**Problem to work on:**
Express the entries below as a two-column CSV with the header row text,answer, one row per entry. Begin with the line with "Provide a point for each instance of the raven" and go on through the line with "x=599, y=403", putting each entry's text and its answer in their own quoted fields with line breaks turned into spaces.
===== Data to use
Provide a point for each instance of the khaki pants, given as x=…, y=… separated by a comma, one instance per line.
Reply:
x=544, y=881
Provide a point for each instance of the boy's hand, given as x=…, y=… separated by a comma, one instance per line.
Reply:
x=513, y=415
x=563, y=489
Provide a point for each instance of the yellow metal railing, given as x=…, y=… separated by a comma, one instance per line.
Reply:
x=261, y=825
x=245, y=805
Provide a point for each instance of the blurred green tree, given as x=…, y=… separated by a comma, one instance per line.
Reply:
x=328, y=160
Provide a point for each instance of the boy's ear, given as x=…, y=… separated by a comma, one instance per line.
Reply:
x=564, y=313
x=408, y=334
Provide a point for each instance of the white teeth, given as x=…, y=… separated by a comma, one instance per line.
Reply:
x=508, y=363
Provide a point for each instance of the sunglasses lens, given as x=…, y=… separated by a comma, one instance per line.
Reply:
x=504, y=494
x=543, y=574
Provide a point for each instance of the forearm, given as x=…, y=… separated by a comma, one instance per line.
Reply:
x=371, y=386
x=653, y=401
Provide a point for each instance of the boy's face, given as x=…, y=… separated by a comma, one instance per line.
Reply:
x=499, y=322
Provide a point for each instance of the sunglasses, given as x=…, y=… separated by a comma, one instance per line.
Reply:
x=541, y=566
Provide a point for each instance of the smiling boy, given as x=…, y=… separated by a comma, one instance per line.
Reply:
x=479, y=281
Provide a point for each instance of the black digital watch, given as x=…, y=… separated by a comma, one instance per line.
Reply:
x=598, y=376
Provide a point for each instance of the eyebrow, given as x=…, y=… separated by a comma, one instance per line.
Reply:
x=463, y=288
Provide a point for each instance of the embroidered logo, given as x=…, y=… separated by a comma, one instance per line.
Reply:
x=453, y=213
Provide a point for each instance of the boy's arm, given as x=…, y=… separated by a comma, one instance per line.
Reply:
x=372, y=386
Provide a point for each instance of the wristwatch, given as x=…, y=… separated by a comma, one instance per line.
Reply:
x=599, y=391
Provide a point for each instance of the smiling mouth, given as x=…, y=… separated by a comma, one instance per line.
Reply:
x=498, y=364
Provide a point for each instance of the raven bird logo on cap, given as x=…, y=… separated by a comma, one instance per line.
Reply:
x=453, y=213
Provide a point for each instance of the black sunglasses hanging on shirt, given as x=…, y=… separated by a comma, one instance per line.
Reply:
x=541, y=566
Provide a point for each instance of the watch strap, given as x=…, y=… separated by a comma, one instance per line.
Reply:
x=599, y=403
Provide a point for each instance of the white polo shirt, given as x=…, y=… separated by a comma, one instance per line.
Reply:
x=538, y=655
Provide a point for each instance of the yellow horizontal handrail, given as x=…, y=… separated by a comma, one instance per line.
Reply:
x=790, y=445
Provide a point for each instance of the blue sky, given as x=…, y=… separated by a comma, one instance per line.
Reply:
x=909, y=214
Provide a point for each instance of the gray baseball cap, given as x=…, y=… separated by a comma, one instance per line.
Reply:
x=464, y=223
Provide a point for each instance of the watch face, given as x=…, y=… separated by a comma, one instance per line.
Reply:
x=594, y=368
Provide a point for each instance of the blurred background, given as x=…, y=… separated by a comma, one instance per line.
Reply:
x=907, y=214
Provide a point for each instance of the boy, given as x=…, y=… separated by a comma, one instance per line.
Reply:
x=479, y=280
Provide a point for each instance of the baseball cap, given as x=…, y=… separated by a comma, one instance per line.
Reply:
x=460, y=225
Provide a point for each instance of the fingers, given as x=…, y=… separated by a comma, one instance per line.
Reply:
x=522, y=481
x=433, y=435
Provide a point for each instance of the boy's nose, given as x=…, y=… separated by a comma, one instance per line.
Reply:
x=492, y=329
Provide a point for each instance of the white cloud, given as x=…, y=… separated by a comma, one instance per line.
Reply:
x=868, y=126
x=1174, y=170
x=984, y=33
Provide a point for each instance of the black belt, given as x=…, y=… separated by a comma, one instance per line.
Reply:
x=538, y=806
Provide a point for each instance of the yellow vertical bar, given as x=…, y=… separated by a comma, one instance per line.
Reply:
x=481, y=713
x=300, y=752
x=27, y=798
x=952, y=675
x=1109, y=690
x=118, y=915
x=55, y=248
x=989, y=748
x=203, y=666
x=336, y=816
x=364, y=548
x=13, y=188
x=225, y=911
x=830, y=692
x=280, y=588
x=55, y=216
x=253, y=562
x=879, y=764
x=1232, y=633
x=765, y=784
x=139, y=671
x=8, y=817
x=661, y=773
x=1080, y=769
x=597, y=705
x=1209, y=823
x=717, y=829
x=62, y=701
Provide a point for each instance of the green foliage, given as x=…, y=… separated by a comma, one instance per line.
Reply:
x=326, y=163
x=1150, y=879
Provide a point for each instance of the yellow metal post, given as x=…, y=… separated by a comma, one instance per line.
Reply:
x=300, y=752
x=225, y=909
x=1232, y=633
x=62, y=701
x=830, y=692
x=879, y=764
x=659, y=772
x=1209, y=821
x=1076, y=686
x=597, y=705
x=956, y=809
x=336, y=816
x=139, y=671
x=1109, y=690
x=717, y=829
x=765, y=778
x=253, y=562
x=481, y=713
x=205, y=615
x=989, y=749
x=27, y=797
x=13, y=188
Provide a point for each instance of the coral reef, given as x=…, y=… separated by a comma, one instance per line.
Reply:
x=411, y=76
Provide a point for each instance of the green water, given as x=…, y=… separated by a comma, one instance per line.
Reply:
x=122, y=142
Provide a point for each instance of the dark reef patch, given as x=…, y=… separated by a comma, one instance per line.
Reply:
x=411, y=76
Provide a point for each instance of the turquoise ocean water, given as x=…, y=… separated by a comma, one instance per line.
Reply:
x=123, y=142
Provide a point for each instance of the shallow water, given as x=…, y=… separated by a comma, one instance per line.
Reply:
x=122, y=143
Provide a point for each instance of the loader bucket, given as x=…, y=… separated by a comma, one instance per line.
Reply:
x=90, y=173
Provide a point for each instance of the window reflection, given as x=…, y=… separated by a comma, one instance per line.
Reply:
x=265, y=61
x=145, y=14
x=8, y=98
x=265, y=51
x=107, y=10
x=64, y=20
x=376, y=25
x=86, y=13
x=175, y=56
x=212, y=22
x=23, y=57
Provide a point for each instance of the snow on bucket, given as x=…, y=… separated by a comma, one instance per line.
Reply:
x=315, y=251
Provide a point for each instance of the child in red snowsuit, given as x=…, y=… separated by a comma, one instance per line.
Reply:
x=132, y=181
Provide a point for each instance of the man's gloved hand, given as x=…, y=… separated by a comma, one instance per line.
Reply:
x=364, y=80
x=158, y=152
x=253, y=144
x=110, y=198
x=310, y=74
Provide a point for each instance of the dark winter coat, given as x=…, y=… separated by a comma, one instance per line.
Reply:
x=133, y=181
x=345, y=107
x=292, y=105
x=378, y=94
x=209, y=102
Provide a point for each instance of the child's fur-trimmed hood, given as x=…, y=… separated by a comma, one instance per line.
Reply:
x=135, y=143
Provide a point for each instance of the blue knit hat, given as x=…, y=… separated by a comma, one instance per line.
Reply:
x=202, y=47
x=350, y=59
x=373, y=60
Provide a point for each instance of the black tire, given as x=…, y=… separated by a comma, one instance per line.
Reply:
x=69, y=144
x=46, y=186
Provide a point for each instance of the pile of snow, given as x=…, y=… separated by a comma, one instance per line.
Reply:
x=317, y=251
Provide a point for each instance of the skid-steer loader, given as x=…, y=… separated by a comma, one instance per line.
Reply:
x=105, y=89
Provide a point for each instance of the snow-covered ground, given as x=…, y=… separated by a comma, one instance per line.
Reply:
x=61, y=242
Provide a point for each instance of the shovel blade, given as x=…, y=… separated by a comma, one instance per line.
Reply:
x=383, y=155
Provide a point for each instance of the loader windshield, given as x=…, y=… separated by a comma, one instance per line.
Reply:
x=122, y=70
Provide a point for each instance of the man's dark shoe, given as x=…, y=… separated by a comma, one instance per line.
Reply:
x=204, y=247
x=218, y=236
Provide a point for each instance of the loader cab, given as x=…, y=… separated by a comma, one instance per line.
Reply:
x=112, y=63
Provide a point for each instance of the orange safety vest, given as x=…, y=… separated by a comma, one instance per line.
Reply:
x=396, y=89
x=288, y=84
==========
**Answer for the task:**
text,answer
"Provide a point for each instance of the raven bird logo on cap, given as x=…, y=… separated by a comma, one instance per line. Reply:","x=453, y=213"
"Provide a point for each instance of the black sunglasses hanging on shirt, given as x=…, y=… separated by a comma, one instance per line. Reply:","x=541, y=566"
"Provide a point for each instance of the watch strap, given as x=…, y=… separated by a comma, one instance per line. Reply:","x=599, y=403"